◆ Задача 1
Выпишите дословно из текста о Несмелове всё от «Сам Несмелов, в» и до «юнкеров в Москве.» включительно.
◆ Задача 2
Продолжите текст о Несмелове, начав сразу после его последнего предложения.

◆ Текст страницы
• • •
Сам Несмелов, в свою очередь, наследовал Куприну. Он даже учился в том же самом кадетском корпусе (только позже) и посвятил Куприну рассказ «Второй Московский».
Осенью 1917 года Митропольский участвует в антибольшевистском восстании юнкеров в Москве.
Потом около двух лет воюет у Колчака. Становится поручиком, адъютантом коменданта Омска, где публикует стихи за подписью «Арс. М-ский» в газете «Наша армия». Дальше – Сибирский ледяной поход, трагическое отступление с войсками Каппеля от Омска до Читы…
О Гражданской он напишет тоже. Изобразит уличный бой в Москве, мятеж в Иркутске («У Никитских ворот», «Кадетское восстание», «Аш два О», «Трудный день поручика Мухина»)… Здесь Несмелов созвучен и газдановскому «Вечеру у Клэр», и булгаковской «Белой гвардии».
• • •
[Записи набора данных с точечной разметкой]
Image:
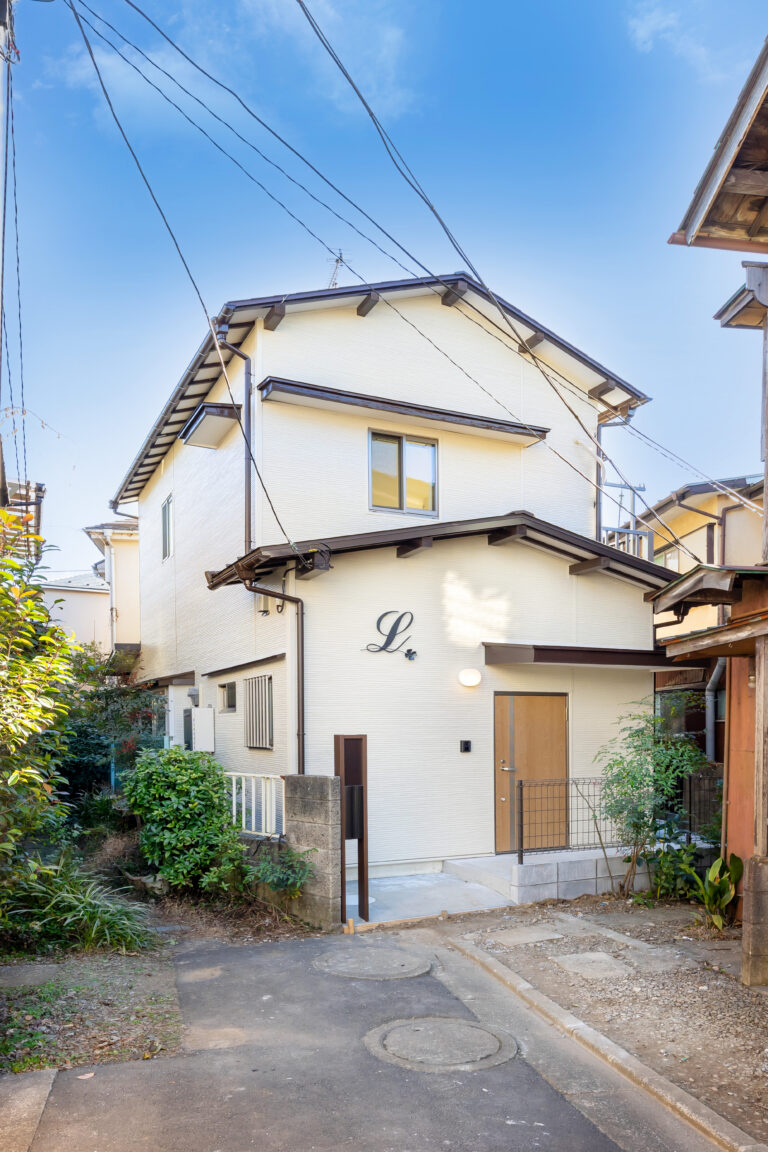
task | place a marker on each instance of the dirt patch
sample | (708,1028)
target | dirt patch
(96,1009)
(686,1017)
(241,923)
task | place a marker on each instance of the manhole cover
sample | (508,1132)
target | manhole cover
(372,963)
(440,1044)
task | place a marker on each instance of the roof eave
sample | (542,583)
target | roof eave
(747,105)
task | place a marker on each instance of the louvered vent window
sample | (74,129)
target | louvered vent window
(258,712)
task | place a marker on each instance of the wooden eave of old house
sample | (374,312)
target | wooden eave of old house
(729,209)
(607,389)
(740,588)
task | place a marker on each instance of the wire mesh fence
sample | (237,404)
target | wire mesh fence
(550,815)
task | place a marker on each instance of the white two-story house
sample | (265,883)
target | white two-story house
(447,596)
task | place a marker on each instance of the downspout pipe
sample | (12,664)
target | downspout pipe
(258,590)
(248,490)
(711,706)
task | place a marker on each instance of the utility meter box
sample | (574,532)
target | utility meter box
(203,730)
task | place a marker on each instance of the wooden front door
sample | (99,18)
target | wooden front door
(531,744)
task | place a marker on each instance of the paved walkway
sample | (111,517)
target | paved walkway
(284,1054)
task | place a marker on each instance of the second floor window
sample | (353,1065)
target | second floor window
(167,520)
(228,696)
(403,472)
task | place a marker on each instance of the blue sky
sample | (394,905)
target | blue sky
(562,142)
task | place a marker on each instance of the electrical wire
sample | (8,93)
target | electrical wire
(413,183)
(339,191)
(362,279)
(181,257)
(18,278)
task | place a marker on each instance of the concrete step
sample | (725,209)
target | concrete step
(544,876)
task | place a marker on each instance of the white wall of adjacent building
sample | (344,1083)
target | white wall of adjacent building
(84,614)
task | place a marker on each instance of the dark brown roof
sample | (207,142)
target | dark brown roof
(521,525)
(241,315)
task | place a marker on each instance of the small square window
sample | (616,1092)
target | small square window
(403,472)
(228,697)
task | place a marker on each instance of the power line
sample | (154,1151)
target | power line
(363,280)
(329,183)
(18,275)
(537,436)
(413,183)
(181,255)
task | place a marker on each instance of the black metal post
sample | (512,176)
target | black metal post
(519,821)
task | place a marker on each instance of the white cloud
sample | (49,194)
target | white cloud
(653,24)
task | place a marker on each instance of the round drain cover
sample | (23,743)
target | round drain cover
(366,963)
(440,1044)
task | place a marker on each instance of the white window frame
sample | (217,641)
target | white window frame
(167,527)
(223,706)
(432,514)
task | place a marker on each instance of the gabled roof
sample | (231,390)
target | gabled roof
(705,584)
(730,204)
(205,366)
(585,554)
(706,487)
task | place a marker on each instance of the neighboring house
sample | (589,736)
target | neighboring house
(118,542)
(80,601)
(729,211)
(463,638)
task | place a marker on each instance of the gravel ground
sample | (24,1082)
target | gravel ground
(692,1021)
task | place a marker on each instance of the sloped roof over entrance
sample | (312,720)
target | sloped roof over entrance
(205,369)
(586,556)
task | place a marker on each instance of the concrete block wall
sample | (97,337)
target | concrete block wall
(547,876)
(312,821)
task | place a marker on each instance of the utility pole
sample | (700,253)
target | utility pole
(754,956)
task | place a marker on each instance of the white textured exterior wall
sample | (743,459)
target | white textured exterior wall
(427,801)
(84,615)
(322,486)
(124,590)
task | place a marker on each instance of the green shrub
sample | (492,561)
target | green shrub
(641,774)
(60,906)
(286,873)
(187,831)
(717,888)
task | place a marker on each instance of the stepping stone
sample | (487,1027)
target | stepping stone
(372,963)
(440,1044)
(532,933)
(594,965)
(27,976)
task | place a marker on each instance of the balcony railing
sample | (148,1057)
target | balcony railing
(633,540)
(550,815)
(258,803)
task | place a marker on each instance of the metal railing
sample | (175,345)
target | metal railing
(258,803)
(550,815)
(633,540)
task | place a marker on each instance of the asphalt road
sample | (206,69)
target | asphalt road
(276,1059)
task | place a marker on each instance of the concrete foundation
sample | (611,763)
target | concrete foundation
(754,939)
(313,821)
(546,876)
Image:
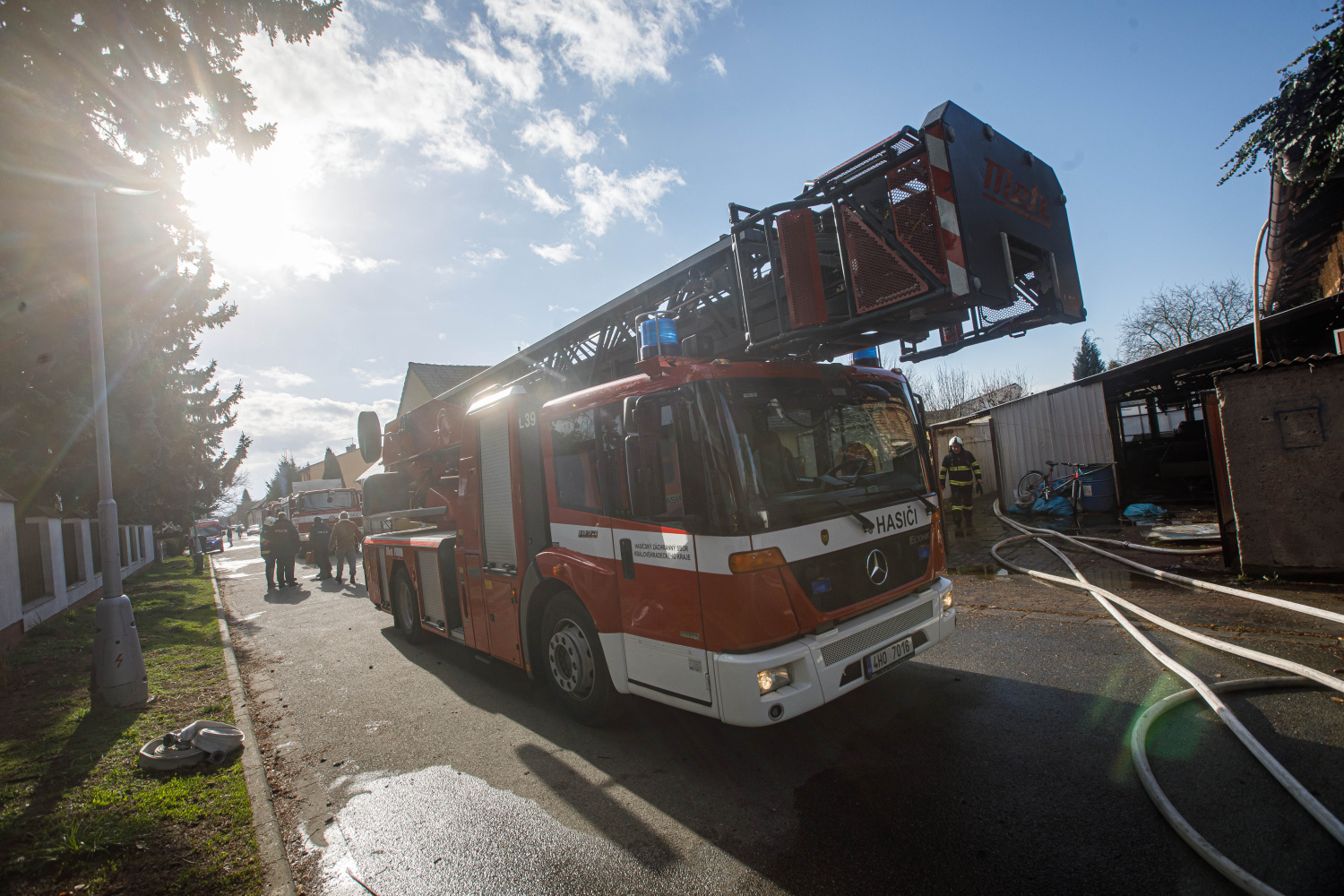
• • •
◆ Ответ 1
Сам Несмелов, в свою очередь, наследовал Куприну. Он даже учился в том же самом кадетском корпусе (только позже) и посвятил Куприну рассказ «Второй Московский».
Осенью 1917 года Митропольский участвует в антибольшевистском восстании юнкеров в Москве.

◆ Ответ 2
Это честная проза. В ней нет лишнего (и часто фальшивого) пафоса, самогероизации… Разве что красных партизан Несмелов порой изображал уж совсем какими-то звероподобными людоедами – но, бывало, и советские авторы изображали белых примерно теми же красками.
Несмелов сверял свою жизнь с судьбой Николая Гумилева. В стихах «Моим судьям» даже предрекал собственный расстрел. Чуть ли не надеялся на него, веря, что насильственная смерть смывает вольные и невольные прегрешения…
Не угадал. Его не расстреляли, как Гумилева. Но и Несмелов не просто умер – все-таки погиб.
Вскоре после падения Колчака Митропольский попадает в еще не советский Владивосток.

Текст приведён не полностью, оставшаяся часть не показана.